Your task: Run through the records and show each line that includes the string "below".

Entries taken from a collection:
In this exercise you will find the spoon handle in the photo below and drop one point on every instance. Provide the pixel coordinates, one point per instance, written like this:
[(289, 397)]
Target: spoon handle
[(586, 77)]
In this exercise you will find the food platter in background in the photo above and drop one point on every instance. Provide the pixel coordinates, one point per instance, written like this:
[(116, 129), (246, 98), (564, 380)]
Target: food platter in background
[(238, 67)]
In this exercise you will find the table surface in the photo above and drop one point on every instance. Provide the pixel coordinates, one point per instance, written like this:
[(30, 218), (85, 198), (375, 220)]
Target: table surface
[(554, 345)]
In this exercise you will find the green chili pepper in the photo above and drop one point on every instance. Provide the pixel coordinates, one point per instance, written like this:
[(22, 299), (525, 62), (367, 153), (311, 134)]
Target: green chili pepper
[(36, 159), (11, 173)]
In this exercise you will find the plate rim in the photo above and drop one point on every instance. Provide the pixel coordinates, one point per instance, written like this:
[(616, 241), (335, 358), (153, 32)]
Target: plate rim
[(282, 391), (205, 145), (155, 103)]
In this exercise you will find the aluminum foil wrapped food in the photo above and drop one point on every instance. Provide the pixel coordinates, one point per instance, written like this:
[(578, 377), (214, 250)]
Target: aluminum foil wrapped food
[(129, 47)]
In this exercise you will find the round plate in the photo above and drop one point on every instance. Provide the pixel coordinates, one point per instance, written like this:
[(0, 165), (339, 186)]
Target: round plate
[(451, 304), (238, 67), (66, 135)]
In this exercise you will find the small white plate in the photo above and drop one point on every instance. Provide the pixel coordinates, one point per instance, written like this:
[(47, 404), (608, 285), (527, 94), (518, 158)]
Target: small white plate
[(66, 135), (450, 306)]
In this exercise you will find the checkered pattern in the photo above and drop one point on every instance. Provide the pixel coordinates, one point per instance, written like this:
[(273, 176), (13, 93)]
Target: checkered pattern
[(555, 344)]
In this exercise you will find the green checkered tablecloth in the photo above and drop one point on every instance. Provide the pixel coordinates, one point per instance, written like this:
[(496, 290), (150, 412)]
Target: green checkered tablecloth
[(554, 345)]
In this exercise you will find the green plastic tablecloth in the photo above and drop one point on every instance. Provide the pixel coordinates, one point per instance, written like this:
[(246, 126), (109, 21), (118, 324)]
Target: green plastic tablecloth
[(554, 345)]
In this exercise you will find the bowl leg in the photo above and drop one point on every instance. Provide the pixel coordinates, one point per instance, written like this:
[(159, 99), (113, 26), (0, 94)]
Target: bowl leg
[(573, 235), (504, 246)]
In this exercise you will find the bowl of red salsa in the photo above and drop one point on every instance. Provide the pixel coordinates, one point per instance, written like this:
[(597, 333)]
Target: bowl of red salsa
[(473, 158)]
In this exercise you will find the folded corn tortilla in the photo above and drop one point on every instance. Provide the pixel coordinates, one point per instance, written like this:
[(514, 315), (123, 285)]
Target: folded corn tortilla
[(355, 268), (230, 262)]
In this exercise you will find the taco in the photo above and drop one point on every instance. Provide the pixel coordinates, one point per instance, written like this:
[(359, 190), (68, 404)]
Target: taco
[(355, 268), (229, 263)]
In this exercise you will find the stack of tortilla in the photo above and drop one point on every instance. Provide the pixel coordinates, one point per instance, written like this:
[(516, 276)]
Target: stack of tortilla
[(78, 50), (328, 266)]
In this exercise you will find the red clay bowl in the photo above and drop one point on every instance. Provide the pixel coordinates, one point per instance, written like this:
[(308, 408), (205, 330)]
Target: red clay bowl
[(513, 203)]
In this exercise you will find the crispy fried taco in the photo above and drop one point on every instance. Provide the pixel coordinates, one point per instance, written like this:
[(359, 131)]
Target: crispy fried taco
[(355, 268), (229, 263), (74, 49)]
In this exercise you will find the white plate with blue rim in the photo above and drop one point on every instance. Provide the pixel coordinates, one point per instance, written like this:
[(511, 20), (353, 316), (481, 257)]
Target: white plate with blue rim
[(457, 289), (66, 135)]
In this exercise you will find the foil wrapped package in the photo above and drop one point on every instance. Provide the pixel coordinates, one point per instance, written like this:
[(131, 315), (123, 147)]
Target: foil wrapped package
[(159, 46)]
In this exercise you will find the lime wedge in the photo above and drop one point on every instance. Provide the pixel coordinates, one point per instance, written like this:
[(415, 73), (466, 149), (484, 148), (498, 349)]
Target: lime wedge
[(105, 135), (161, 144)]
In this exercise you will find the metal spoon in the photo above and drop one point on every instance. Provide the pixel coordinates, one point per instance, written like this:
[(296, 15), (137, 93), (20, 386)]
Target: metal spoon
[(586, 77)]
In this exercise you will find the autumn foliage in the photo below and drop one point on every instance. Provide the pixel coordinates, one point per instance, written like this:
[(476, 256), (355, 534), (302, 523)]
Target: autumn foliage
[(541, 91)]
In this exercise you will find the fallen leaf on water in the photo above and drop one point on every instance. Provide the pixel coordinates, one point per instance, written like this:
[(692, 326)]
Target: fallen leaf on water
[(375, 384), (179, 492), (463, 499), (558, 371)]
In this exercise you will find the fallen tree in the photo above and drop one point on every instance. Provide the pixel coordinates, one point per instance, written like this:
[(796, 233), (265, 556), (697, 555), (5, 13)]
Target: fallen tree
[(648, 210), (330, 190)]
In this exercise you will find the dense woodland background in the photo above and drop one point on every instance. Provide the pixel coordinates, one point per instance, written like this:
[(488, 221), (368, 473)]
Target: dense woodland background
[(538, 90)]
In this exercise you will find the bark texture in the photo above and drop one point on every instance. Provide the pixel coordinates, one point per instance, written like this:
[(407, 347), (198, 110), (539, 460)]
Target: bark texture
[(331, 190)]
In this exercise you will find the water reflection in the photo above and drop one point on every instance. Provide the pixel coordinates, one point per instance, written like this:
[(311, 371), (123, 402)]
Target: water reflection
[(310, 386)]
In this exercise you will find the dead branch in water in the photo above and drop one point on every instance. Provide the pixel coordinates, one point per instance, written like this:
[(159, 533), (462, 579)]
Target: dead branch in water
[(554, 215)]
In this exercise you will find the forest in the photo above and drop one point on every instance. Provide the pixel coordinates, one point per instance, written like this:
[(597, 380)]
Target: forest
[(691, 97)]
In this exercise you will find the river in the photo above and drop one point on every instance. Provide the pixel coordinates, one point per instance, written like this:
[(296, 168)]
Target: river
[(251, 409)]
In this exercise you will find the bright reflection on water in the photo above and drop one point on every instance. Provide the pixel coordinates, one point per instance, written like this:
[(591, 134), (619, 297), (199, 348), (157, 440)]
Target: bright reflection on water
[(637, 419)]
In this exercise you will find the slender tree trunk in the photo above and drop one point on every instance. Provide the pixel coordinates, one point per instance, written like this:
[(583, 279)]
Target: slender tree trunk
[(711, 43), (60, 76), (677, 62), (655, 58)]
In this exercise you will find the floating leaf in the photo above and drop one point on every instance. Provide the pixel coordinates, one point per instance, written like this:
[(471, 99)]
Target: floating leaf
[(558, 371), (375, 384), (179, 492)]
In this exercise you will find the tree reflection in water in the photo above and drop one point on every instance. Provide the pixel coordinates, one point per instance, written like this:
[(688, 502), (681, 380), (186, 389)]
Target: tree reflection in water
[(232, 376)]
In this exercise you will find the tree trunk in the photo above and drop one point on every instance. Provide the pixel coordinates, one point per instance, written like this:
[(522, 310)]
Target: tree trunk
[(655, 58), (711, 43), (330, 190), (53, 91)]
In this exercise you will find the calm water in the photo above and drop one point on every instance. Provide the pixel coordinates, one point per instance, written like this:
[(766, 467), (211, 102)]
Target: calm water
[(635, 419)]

Solution to this exercise:
In this exercise you will find the spoon handle in the photo below and drop one point on every instance. Provide the pixel coordinates, one point per instance, written like this:
In this exercise you will find the autumn foliage in the photo below and drop one point on every instance. Provide the pixel coordinates, one point per instance, written like this:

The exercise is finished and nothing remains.